[Source records]

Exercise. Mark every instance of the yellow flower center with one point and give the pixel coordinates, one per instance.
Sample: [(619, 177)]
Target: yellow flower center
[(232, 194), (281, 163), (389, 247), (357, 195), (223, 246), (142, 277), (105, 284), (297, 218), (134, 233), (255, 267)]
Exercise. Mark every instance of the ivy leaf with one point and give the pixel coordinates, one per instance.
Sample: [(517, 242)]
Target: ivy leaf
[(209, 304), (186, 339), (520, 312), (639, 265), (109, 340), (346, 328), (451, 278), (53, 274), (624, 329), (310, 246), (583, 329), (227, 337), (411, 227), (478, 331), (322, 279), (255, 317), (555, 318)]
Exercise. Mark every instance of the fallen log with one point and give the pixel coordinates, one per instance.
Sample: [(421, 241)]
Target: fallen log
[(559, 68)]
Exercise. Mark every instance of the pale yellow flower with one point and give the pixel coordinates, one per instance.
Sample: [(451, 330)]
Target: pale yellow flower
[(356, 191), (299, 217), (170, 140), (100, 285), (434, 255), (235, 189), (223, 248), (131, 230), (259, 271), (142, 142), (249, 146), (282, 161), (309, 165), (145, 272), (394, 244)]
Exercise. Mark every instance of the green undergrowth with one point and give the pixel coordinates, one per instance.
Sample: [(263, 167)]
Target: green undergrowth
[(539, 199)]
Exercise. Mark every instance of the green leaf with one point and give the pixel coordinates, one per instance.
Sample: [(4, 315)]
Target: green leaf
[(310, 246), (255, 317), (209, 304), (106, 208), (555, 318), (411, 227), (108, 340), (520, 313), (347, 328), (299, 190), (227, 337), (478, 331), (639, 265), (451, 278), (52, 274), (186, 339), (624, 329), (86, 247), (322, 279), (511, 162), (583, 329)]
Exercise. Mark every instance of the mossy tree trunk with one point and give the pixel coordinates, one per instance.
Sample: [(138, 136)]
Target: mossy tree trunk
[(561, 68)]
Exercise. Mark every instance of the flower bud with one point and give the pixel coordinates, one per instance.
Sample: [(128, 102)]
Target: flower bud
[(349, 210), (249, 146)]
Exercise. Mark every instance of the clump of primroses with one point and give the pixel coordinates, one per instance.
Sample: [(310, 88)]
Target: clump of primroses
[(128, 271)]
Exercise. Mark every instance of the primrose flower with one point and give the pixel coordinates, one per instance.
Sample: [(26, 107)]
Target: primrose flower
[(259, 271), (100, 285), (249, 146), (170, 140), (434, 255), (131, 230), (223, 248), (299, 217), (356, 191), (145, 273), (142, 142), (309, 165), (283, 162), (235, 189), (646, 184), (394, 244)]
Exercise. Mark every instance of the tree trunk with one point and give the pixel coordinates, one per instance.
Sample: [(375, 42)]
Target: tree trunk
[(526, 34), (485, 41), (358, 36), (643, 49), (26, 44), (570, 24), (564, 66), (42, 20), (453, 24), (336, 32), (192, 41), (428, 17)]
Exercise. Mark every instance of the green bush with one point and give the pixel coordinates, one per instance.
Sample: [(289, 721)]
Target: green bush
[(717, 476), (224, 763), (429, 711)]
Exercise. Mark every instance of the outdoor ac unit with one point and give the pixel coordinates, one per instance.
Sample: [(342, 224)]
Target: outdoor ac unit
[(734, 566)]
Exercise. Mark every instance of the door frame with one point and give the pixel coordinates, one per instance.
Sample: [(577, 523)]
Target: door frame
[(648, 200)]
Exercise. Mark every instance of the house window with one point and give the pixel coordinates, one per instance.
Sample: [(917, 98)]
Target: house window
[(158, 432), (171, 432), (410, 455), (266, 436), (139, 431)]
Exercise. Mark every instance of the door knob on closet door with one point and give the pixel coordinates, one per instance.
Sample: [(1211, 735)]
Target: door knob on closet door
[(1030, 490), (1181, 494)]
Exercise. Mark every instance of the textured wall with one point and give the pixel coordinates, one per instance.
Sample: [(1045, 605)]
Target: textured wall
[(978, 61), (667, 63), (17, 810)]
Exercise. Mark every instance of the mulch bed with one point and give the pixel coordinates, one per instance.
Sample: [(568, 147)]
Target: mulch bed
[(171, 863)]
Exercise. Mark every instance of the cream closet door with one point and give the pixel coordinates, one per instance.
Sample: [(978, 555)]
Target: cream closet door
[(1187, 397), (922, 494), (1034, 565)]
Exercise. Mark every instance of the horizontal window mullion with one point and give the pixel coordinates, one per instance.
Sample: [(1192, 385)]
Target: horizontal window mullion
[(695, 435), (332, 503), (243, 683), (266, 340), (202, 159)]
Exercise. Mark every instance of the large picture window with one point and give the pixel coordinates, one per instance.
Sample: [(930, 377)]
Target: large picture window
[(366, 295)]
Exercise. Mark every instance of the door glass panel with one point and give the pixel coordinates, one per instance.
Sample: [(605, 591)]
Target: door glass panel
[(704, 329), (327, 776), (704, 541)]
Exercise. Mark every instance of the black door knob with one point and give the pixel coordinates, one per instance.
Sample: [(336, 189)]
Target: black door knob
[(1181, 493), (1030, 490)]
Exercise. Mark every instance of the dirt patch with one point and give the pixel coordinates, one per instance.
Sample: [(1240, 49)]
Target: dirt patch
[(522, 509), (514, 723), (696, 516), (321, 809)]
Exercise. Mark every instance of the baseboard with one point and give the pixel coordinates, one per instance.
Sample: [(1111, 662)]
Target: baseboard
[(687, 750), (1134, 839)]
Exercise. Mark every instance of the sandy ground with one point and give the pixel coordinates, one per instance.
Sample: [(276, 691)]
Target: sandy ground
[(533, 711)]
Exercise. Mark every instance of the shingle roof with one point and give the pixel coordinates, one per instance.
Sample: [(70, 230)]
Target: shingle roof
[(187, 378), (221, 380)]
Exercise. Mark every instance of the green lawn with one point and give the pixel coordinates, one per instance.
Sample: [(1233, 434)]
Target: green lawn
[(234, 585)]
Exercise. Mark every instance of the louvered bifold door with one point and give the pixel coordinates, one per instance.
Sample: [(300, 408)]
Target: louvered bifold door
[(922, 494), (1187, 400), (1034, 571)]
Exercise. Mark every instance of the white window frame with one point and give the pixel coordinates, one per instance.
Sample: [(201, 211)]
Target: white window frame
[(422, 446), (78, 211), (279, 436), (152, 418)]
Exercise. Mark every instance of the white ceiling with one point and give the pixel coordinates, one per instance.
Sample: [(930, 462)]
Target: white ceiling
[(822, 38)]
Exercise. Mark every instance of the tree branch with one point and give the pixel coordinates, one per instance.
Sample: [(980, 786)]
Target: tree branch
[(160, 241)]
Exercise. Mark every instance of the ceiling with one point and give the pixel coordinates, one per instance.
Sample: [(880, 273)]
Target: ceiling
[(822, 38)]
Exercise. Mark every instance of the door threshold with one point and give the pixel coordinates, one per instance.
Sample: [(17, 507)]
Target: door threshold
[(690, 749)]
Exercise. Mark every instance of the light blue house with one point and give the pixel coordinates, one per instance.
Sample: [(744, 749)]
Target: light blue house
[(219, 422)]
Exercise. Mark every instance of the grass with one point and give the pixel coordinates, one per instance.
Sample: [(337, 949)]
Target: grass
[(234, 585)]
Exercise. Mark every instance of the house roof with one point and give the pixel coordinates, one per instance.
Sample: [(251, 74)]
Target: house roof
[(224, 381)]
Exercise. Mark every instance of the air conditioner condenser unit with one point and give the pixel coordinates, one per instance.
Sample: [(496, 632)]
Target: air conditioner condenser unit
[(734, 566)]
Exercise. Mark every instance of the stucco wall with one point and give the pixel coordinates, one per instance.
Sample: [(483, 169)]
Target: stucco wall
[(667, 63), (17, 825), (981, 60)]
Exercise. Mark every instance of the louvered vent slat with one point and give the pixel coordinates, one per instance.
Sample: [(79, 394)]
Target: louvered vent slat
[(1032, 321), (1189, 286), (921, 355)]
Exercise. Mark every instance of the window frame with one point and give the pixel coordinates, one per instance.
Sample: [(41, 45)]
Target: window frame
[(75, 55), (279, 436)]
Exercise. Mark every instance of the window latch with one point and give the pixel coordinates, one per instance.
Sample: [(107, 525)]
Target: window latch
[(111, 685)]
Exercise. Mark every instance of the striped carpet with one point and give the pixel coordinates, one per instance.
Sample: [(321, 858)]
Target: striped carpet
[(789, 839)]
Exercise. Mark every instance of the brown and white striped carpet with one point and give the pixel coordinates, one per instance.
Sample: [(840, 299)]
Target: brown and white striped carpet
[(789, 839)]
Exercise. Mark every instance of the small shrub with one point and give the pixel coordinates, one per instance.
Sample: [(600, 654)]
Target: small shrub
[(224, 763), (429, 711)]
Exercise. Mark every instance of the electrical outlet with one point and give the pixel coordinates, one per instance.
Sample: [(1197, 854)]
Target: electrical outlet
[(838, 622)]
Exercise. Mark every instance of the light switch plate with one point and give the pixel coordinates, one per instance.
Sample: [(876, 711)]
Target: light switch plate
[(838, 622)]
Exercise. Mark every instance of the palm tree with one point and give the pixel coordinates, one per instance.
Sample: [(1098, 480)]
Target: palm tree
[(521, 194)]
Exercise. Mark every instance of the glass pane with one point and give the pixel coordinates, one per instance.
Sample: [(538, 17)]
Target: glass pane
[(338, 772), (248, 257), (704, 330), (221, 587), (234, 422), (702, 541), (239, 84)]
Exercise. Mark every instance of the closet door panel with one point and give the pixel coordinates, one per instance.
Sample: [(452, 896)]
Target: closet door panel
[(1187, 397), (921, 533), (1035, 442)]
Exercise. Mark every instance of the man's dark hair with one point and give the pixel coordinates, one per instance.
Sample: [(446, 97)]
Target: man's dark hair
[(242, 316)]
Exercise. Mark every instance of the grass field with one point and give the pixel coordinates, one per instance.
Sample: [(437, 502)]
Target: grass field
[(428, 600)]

◆ Problem statement
From the entries above, extract only the lines running from the one containing "Exercise. Mark every instance of the primrose" through the one containing "Exercise. Mark every instance of the tree trunk", inclusive.

◆ Answer section
Exercise. Mark every instance of the primrose flower with one point and give the pixel coordinates, one per instance.
Sample: [(26, 107)]
Target: primrose flower
[(259, 271), (100, 285), (249, 146), (170, 140), (434, 255), (131, 230), (223, 248), (299, 217), (356, 191), (145, 273), (142, 142), (309, 165), (283, 162), (235, 189), (646, 184), (394, 244)]
Exercise. Mark every instance of the tree trunk with one point and give the pixel coordinates, one per instance.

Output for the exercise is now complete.